• **Source extract**
Start

The conference, themed “Cash in Crisis in Africa: Navigating Financial Realities in Times of Disruption,” brought together policymakers, academics, finance professionals, and the general public to reflect on the persistent use of cash in Africa and explore sustainable pathways for digital financial integration. It was hosted by MIASA’s Interdisciplinary Fellow Group 12, whose research on financial systems in Africa informed the discussions.

Knumann pointed out that many African countries have yet to adopt coordinated and forward-looking policies to promote digital finance. This lack of planning, he said, discourages private investment in banking infrastructure and limits citizens’ trust and interest in digital financial tools.

“Physical cash continues to dominate because the enabling environment for digital finance is either absent or underdeveloped. Without ATMs, reliable internet, and mobile acceptance points in both urban and rural areas, it’s unrealistic to expect people to embrace fintech solutions,” he said.

Beyond infrastructure, he also highlighted socio-cultural barriers—such as low financial literacy, fear of fraud, and emotional attachment to physical cash—as additional reasons why digital payment adoption remains low across many parts of Africa.

“Many people still equate cash with security, prestige, or fulfillment. There is a cultural satisfaction in holding and exchanging hard currency, which digital wallets can’t yet replicate,” he explained.
“In rural areas especially, the lack of education on how digital finance works and how it protects people from theft or loss means that the shift away from cash remains a tough sell.”

End

• **Given material**

Start

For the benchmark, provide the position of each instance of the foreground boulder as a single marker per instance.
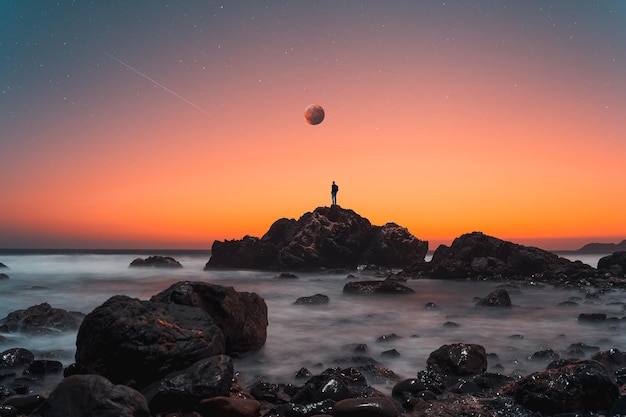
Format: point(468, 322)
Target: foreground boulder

End

• **Tasks**
**A.** Summarize the article on cash in Africa in two sentences.
**B.** Reproduce word for word the part of the article on cash in Africa that begins at the words "Beyond infrastructure, he" and stops after "parts of Africa.".

• **Solution set**
**A.** A conference hosted by MIASA's Interdisciplinary Fellow Group 12 gathered policymakers, academics, finance professionals and the public to reflect on Africa's persistent use of cash and explore sustainable pathways for digital financial integration. Knumann argued that the lack of coordinated digital-finance policy and infrastructure, along with low financial literacy, fear of fraud and emotional attachment to physical cash, keeps digital payment adoption low across many parts of Africa.

**B.**
Beyond infrastructure, he also highlighted socio-cultural barriers—such as low financial literacy, fear of fraud, and emotional attachment to physical cash—as additional reasons why digital payment adoption remains low across many parts of Africa.